Extract:
==================================================

Square root to 50 decimal places without importing decimal or math function

Question

Is it possible to calculate to 50 decimal places without having to use the decimal import? The below prints what I want but I would like to know how to do it without any math or decimal import.

def sqrt2(num, P):
    decimal.getcontext().prec = P + len(str(num)) + 2
    x = decimal.Decimal(num)
    y = decimal.Decimal(1)
    e = decimal.Decimal(10) ** decimal.Decimal(-P)
    while (x - y >= e):
        x = (x + y) / 2
        y = num / x

    
print (sqrt2(2, 50)) 

I also tried:

    x=n
    y=1.000000 
    e=0.000001 
    while x-y > e:
        x=(x+y)/2
        y=n/x
    print (x)

n = 2
squareRoot(n)

s = squareRoot(n)
a = format(s, ".2f")
print (s)

But got the error message "unsupported format string passed to NoneType"

Answer 1

First thing you should mention is that your sqrt function does not return any value. So None is returned. Just add the line

return(x)

to the end of function definition and better remove line print(x) too to make your function return the value instead of printing it.

But the question is deeper. First of all, mention, that float length in python 3 (built-in) is only approx. 16 decimal digits after point. So we can`t calculate more precisely. There are modules which can allow you doing that: numpy supports float128 (approx. 32 decimal digits), if that's not enough - have a look at Decimal or mpmath. Both are well-documented and support higher precision. There's no built-in method.

An article about high-precision calculations in python and reasons why they are required: https://habr.com/ru/post/305276/

==================================================

Given problem: Extract the entire square root thread above word for word.

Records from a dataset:
==================================================

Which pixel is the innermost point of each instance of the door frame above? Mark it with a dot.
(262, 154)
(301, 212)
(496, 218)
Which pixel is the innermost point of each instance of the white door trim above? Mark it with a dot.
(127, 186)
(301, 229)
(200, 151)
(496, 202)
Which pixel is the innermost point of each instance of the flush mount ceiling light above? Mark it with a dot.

==================================================

Result of this exercise:
Square root to 50 decimal places without importing decimal or math function

Question

Is it possible to calculate to 50 decimal places without having to use the decimal import? The below prints what I want but I would like to know how to do it without any math or decimal import.

def sqrt2(num, P):
    decimal.getcontext().prec = P + len(str(num)) + 2
    x = decimal.Decimal(num)
    y = decimal.Decimal(1)
    e = decimal.Decimal(10) ** decimal.Decimal(-P)
    while (x - y >= e):
        x = (x + y) / 2
        y = num / x

    
print (sqrt2(2, 50)) 

I also tried:

    x=n
    y=1.000000 
    e=0.000001 
    while x-y > e:
        x=(x+y)/2
        y=n/x
    print (x)

n = 2
squareRoot(n)

s = squareRoot(n)
a = format(s, ".2f")
print (s)

But got the error message "unsupported format string passed to NoneType"

Answer 1

First thing you should mention is that your sqrt function does not return any value. So None is returned. Just add the line

return(x)

to the end of function definition and better remove line print(x) too to make your function return the value instead of printing it.

But the question is deeper. First of all, mention, that float length in python 3 (built-in) is only approx. 16 decimal digits after point. So we can`t calculate more precisely. There are modules which can allow you doing that: numpy supports float128 (approx. 32 decimal digits), if that's not enough - have a look at Decimal or mpmath. Both are well-documented and support higher precision. There's no built-in method.

An article about high-precision calculations in python and reasons why they are required: https://habr.com/ru/post/305276/